Task to complete
Please edit the items from the start through the line containing "194 800 L 298", replacing "weathered rock surface" with "eroded rock face" and leaving everything else unchanged.

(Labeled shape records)

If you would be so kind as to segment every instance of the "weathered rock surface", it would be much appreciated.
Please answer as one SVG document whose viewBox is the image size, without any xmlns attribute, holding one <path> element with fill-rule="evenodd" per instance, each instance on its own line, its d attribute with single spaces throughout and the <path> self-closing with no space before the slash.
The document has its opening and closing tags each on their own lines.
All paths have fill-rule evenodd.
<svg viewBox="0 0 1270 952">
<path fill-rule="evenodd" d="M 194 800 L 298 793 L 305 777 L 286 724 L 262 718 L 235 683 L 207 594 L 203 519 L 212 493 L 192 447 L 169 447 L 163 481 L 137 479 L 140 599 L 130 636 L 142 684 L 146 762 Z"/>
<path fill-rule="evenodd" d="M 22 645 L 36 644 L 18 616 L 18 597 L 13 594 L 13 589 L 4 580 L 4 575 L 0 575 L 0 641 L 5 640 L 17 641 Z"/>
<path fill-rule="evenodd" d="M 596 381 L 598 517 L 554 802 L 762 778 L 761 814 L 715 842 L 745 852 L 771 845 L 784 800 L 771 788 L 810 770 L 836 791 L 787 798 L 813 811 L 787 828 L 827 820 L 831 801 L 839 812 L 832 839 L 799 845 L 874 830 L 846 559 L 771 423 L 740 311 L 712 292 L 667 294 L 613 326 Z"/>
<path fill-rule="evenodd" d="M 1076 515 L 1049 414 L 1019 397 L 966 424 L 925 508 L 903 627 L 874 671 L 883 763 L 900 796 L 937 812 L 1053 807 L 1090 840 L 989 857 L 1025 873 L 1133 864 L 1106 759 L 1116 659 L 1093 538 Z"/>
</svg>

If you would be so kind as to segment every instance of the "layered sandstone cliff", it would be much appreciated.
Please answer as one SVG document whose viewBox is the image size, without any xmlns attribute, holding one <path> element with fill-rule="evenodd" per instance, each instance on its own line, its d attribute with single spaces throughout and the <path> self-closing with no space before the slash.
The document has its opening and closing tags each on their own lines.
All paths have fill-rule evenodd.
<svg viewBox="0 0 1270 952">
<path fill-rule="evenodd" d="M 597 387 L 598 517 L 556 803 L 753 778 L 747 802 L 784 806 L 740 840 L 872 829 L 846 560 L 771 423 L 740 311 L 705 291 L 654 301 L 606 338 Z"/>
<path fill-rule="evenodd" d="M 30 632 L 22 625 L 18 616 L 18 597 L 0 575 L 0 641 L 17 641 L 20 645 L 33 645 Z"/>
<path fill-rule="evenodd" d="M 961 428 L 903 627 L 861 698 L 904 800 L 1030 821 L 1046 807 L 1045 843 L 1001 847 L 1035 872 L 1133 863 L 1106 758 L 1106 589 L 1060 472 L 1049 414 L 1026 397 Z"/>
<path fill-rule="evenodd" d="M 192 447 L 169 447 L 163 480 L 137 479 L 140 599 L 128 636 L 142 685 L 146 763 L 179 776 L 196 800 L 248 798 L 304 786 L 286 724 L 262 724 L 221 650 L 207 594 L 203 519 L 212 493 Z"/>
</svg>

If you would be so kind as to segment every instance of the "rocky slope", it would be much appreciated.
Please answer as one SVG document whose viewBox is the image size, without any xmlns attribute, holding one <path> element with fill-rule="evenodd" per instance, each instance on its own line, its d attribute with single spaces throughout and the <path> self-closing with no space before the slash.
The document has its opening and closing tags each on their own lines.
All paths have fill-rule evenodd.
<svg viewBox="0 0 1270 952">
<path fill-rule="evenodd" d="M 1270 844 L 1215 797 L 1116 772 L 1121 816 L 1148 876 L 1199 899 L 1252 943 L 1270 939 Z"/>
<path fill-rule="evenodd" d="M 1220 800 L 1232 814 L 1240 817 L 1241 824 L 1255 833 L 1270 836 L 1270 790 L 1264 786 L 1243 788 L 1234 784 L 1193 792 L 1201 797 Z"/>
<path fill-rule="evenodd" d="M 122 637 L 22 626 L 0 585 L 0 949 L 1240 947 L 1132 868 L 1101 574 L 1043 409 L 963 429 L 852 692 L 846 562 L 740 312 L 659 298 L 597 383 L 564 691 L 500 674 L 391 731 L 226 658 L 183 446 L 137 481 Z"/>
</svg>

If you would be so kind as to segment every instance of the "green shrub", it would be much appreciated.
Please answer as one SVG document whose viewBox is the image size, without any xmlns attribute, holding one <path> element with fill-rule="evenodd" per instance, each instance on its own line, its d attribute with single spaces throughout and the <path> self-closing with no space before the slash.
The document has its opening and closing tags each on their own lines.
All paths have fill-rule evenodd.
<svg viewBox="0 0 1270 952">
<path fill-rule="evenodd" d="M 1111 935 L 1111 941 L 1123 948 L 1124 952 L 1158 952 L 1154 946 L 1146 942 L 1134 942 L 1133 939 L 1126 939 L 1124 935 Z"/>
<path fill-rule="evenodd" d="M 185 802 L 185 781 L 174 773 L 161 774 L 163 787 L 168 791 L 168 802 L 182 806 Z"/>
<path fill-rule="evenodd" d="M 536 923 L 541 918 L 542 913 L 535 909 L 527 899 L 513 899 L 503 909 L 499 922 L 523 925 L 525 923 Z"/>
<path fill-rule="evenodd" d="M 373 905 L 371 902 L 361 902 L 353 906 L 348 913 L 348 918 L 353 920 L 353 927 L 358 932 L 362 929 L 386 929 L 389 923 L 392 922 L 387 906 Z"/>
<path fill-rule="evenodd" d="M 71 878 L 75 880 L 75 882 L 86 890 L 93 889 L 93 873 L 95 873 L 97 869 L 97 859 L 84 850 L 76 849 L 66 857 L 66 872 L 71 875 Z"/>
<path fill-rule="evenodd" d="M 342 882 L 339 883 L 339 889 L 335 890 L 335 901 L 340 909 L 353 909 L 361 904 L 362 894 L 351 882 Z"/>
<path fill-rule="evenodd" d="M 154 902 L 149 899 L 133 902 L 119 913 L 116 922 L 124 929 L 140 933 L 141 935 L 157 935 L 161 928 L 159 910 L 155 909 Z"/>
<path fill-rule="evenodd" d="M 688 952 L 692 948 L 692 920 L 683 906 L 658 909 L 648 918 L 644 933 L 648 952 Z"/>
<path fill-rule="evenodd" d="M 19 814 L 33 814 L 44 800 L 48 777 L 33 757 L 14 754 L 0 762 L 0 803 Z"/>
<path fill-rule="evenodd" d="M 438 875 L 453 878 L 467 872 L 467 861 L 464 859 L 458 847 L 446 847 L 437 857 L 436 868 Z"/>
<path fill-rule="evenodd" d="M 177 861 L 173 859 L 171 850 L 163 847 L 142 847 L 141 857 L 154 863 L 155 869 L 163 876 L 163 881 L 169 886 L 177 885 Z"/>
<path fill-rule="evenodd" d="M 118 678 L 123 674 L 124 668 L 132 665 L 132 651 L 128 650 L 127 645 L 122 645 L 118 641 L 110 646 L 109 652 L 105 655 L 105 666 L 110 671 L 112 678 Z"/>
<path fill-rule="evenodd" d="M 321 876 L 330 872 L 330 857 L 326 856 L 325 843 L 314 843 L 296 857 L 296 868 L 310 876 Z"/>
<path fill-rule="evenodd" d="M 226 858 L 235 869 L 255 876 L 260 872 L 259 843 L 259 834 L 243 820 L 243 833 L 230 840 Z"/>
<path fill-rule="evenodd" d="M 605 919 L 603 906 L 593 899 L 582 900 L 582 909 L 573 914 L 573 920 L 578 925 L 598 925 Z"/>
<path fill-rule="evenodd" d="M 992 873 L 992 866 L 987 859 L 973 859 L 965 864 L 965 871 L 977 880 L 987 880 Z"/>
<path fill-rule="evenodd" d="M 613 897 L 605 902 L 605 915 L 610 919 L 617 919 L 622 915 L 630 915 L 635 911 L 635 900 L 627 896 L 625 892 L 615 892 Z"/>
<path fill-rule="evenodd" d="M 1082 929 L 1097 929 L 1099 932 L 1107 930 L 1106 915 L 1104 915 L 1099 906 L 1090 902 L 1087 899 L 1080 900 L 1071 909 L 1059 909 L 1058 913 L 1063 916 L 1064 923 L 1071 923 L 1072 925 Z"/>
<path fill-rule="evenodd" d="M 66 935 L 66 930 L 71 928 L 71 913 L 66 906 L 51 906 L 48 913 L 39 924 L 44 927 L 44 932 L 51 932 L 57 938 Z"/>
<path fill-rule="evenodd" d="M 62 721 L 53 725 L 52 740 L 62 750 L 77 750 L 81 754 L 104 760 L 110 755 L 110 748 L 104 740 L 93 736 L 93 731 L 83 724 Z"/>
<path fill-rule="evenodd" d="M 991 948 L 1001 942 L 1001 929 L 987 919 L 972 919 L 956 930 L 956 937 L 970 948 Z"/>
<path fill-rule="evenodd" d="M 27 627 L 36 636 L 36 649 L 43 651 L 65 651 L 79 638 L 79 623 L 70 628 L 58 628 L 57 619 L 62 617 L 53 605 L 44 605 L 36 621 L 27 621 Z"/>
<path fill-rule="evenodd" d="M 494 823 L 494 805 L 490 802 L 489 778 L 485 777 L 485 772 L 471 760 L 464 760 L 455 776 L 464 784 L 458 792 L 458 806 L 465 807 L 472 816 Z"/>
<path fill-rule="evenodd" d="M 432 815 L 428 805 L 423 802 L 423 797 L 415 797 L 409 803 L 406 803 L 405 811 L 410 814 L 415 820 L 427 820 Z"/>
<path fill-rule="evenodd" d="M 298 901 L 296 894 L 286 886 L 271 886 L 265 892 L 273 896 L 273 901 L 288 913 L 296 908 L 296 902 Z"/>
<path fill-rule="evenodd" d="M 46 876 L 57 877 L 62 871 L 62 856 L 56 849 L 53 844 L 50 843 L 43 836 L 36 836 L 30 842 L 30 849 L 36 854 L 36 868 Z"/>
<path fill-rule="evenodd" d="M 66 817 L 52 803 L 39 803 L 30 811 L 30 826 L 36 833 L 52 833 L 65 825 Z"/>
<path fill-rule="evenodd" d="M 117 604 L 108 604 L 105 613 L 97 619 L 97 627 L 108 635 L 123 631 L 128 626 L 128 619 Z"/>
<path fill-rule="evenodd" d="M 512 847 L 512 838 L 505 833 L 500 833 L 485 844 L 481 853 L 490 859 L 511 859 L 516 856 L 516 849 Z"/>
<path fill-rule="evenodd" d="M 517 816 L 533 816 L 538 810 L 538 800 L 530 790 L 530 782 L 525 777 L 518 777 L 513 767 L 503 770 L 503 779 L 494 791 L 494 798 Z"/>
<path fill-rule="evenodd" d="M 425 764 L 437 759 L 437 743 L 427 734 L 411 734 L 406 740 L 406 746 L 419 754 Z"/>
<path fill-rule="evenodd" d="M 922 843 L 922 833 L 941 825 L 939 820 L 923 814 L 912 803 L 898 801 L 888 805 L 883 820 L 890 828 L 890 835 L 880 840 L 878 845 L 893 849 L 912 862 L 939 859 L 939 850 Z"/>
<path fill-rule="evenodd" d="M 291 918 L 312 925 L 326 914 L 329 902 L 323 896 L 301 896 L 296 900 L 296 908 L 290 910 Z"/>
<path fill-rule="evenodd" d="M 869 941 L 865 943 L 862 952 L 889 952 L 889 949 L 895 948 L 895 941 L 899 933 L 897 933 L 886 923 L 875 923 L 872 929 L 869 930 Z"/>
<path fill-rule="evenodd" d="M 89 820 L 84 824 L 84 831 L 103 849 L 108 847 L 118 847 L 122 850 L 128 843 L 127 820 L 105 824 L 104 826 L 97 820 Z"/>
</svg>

Task result
If you would be so kind as to segment every instance of the "eroded rock face", it would be much appreciated.
Please answer as one SVG document whose viewBox is the image size, without any xmlns attribute, holding one <path> element with fill-rule="evenodd" per instance, each instance on its own line, its d attribute with single spaces throughout and the <path> self-closing with no space before the slash.
The document has its opening and closing tags each on their own lines.
All paths have fill-rule evenodd.
<svg viewBox="0 0 1270 952">
<path fill-rule="evenodd" d="M 194 800 L 298 793 L 305 777 L 286 724 L 262 718 L 235 683 L 207 594 L 203 519 L 212 493 L 192 447 L 169 447 L 163 481 L 137 479 L 140 599 L 130 636 L 142 684 L 146 762 Z"/>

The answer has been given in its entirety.